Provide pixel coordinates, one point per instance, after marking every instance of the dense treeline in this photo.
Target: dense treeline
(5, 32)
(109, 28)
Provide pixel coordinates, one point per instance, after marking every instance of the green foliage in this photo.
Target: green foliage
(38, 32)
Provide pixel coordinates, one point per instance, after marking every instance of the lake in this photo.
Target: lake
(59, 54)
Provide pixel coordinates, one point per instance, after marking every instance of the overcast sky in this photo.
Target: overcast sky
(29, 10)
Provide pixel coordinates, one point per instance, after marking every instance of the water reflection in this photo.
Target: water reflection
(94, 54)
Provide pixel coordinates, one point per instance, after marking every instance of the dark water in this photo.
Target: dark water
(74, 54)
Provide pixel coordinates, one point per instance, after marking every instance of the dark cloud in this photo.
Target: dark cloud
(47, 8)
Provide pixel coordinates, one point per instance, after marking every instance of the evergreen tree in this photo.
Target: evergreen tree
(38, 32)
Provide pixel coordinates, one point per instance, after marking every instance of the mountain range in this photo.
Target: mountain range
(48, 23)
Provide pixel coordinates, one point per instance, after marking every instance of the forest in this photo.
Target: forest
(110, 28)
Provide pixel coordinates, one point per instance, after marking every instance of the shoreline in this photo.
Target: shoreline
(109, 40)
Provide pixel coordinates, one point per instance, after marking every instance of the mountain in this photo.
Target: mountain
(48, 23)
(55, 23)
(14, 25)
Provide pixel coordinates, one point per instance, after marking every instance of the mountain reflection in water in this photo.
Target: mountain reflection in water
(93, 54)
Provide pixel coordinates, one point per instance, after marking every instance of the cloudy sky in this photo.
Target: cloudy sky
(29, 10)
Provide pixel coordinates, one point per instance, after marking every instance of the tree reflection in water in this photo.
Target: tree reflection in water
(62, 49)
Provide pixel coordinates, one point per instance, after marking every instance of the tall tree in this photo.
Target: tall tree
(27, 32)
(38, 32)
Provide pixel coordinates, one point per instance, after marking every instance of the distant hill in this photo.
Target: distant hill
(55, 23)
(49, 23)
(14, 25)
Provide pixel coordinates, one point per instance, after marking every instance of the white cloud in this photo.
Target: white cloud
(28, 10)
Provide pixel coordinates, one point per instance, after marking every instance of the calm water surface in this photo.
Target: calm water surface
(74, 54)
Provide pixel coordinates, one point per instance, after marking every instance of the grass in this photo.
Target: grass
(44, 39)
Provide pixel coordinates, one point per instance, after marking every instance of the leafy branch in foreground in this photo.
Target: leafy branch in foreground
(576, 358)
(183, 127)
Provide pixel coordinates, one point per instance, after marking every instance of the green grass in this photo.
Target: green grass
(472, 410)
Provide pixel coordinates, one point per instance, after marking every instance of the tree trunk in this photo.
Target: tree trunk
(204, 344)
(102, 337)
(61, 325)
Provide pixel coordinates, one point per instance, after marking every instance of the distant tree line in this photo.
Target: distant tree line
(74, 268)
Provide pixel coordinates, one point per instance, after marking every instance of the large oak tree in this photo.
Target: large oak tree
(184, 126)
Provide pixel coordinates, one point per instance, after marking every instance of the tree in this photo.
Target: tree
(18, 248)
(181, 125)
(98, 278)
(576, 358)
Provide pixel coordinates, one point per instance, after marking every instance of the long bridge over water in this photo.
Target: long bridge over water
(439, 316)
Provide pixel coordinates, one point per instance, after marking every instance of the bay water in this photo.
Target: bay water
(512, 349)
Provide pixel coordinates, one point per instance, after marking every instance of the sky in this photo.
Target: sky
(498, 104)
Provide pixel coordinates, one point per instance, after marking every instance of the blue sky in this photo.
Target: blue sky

※

About this exercise: Your task is to return the full listing exactly as it was given.

Response:
Provide pixel coordinates, one point per instance, after marking every instance of the dense treeline in this photo.
Target: dense treeline
(5, 32)
(109, 28)
Provide pixel coordinates, one point per instance, after marking every instance of the green foliage in this photo.
Target: green foliage
(38, 32)
Provide pixel coordinates, one point per instance, after marking every instance of the lake in this photo.
Target: lake
(59, 54)
Provide pixel coordinates, one point per instance, after marking every instance of the overcast sky in this photo.
Target: overcast sky
(29, 10)
Provide pixel coordinates, one point per instance, after marking every instance of the water reflection in this photo.
Target: water reflection
(94, 54)
Provide pixel coordinates, one point per instance, after marking every instance of the dark water in this photo.
Target: dark water
(74, 54)
Provide pixel coordinates, one point per instance, after marking every instance of the dark cloud in this photo.
Target: dark cloud
(47, 8)
Provide pixel coordinates, one point per instance, after marking every instance of the evergreen tree in this photo.
Target: evergreen tree
(38, 32)
Provide pixel coordinates, one point per instance, after marking every instance of the mountain range in this photo.
Target: mountain range
(48, 23)
Provide pixel coordinates, one point per instance, after marking every instance of the forest in this photo.
Target: forest
(110, 28)
Provide pixel coordinates, one point per instance, after marking every instance of the shoreline in this photo.
Target: shoreline
(109, 40)
Provide pixel coordinates, one point per instance, after marking every instance of the mountain in this photo.
Target: mountain
(48, 23)
(55, 23)
(14, 25)
Provide pixel coordinates, one point per instance, after marking every instance of the mountain reflection in water in this photo.
Target: mountain reflection in water
(93, 54)
Provide pixel coordinates, one point per instance, after marking every instance of the cloudy sky in this photo.
Target: cloudy sky
(29, 10)
Provide pixel coordinates, one point per instance, after marking every instance of the tree reflection in water in this photo.
Target: tree reflection in water
(62, 49)
Provide pixel coordinates, one point per instance, after marking every instance of the tall tree in this photo.
Target: tall tree
(27, 32)
(38, 32)
Provide pixel coordinates, one point per instance, after marking every instance of the distant hill in this photo.
Target: distant hill
(55, 23)
(49, 23)
(14, 25)
Provide pixel coordinates, one point per instance, after marking every instance of the white cloud in this photo.
Target: white cloud
(28, 10)
Provide pixel coordinates, one point per instance, after marking every instance of the calm water surface in this photo.
Target: calm water surface
(74, 54)
Provide pixel coordinates, one point per instance, after marking every instance of the grass in this photo.
Target: grass
(44, 39)
Provide pixel coordinates, one point per instance, after marking every instance of the leafy branch in foreground in this photo.
Target: leafy branch in foreground
(576, 358)
(183, 127)
Provide pixel coordinates, one point per instance, after marking every instance of the green grass in this photo.
Target: green grass
(472, 410)
Provide pixel coordinates, one point per instance, after marking every instance of the tree trunk in this photo.
Target: tree trunk
(204, 344)
(102, 337)
(61, 325)
Provide pixel coordinates, one point per instance, after marking every instance of the distant tree line in this photo.
Target: distant tree line
(74, 268)
Provide pixel coordinates, one point per instance, after marking every instance of the large oak tree in this photo.
Target: large oak tree
(184, 126)
Provide pixel coordinates, one point per instance, after marking every instance of the tree in this photo.
Target: tree
(18, 248)
(181, 125)
(98, 278)
(576, 358)
Provide pixel coordinates, one point per instance, after marking every instance of the long bridge over water in this photo.
Target: long bridge over water
(439, 316)
Provide pixel coordinates, one point per instance, after marking every instance of the bay water in this photo.
Target: bay water
(512, 349)
Provide pixel coordinates, one point per instance, after marking every instance of the sky in this photo.
Target: sky
(498, 104)
Provide pixel coordinates, one point per instance, after marking every instance of the blue sky in this photo.
Target: blue sky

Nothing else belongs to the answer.